### TEXT TO READ
/---

The Apostolic Prefecture of Azerbaijan is a Roman Catholic Apostolic Prefecture (missionary jurisdiction) in Baku, the capital of Azerbaijan. It is exempt, i.e. directly subject to the Holy See, not part of any ecclesiastical province. It has one church and four chapels situated in Baku, including its pro-cathedral the Church of the Immaculate Conception. Its legal status is ensured by the local law of the Azerbaijan Republic and is having a special status thanks to the Concordat signed by Pope John Paul II and former president Heydar Aliyev.

\---

### RECORD LIST
/---

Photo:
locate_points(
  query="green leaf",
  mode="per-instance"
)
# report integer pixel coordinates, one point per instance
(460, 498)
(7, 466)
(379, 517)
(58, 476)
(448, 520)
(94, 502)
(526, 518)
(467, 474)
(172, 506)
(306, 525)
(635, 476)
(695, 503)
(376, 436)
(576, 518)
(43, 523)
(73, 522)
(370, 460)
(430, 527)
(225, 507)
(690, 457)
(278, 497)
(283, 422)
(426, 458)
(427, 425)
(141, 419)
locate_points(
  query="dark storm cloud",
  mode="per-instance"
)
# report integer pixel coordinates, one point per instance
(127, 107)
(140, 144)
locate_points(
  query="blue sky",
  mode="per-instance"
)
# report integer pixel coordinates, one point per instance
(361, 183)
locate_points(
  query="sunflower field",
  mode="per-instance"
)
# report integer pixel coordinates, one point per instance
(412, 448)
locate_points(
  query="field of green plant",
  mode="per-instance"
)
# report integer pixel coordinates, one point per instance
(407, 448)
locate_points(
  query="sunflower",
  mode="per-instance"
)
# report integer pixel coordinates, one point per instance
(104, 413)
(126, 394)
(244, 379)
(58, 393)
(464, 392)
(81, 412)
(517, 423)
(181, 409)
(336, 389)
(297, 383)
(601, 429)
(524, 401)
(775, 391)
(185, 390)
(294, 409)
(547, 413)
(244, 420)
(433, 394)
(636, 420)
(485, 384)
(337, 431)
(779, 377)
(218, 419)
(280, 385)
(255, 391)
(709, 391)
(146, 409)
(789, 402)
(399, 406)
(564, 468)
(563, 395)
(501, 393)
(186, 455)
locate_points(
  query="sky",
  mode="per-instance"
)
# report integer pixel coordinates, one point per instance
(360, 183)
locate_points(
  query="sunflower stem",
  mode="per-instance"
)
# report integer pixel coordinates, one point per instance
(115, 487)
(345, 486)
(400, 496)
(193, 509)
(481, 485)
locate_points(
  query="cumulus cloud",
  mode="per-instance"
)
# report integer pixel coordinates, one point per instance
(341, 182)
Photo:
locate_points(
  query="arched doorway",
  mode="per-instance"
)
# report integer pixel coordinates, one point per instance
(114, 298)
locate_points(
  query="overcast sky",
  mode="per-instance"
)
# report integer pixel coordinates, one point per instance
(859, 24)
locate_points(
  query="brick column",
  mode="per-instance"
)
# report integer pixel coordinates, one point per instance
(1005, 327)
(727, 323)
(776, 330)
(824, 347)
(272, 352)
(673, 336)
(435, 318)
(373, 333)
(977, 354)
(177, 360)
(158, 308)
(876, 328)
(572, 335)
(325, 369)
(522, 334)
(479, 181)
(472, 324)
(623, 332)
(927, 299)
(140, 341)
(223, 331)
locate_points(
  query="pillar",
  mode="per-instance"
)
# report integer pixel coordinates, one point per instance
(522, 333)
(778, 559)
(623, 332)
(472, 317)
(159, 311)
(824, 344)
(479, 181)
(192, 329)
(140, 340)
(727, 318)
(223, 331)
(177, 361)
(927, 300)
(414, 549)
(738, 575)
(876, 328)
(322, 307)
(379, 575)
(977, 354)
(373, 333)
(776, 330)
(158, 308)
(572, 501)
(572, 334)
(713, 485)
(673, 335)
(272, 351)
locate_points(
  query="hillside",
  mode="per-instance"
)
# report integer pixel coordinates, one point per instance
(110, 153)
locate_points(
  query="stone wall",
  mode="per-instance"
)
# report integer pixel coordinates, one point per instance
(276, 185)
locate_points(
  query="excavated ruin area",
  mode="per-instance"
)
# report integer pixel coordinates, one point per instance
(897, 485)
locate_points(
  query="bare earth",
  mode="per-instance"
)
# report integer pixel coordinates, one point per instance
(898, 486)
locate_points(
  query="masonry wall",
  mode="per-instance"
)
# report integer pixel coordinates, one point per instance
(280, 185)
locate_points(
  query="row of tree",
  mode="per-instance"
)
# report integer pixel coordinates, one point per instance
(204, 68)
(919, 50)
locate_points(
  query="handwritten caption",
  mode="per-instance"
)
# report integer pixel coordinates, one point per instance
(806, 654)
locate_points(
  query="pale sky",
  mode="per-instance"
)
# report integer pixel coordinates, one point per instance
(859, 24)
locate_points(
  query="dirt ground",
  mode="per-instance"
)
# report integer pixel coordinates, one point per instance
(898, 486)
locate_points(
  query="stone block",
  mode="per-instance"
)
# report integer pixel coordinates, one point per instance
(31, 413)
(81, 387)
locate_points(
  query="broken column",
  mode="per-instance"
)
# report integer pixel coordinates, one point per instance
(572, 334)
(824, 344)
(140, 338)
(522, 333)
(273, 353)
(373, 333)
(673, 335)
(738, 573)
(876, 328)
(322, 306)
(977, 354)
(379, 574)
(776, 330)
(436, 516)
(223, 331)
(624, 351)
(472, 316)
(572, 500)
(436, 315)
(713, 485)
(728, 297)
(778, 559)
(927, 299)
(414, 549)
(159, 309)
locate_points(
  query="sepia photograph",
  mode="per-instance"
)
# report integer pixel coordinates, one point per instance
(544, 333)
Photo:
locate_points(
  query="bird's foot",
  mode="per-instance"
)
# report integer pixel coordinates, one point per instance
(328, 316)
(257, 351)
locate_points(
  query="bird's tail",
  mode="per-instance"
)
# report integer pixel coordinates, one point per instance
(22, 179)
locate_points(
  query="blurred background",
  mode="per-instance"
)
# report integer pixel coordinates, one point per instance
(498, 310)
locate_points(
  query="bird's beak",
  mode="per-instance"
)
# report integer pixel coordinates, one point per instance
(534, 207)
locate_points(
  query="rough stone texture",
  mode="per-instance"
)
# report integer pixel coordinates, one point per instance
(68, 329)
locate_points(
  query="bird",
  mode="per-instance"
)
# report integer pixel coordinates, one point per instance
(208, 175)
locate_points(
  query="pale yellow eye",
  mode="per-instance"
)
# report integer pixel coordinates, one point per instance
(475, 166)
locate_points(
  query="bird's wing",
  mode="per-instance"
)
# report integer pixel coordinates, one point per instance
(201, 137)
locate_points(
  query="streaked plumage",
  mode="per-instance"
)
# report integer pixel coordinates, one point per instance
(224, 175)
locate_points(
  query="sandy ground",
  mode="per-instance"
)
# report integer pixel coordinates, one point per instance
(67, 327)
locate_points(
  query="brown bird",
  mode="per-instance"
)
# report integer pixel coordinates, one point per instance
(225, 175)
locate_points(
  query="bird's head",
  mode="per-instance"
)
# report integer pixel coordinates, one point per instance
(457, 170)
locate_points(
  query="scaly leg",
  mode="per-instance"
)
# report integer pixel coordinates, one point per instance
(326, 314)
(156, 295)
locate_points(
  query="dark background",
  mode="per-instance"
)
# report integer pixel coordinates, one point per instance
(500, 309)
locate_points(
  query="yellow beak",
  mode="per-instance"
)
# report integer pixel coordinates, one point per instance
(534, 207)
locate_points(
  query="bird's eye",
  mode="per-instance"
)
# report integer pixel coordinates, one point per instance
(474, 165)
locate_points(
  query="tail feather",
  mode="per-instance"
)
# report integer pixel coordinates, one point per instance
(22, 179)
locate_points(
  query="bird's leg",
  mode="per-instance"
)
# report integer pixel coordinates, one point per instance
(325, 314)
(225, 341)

\---

Reproduce the passage about the Apostolic Prefecture of Azerbaijan word for word, starting at "The Apostolic Prefecture" and ending at "president Heydar Aliyev.".

### WRITTEN SOLUTION
The Apostolic Prefecture of Azerbaijan is a Roman Catholic Apostolic Prefecture (missionary jurisdiction) in Baku, the capital of Azerbaijan. It is exempt, i.e. directly subject to the Holy See, not part of any ecclesiastical province. It has one church and four chapels situated in Baku, including its pro-cathedral the Church of the Immaculate Conception. Its legal status is ensured by the local law of the Azerbaijan Republic and is having a special status thanks to the Concordat signed by Pope John Paul II and former president Heydar Aliyev.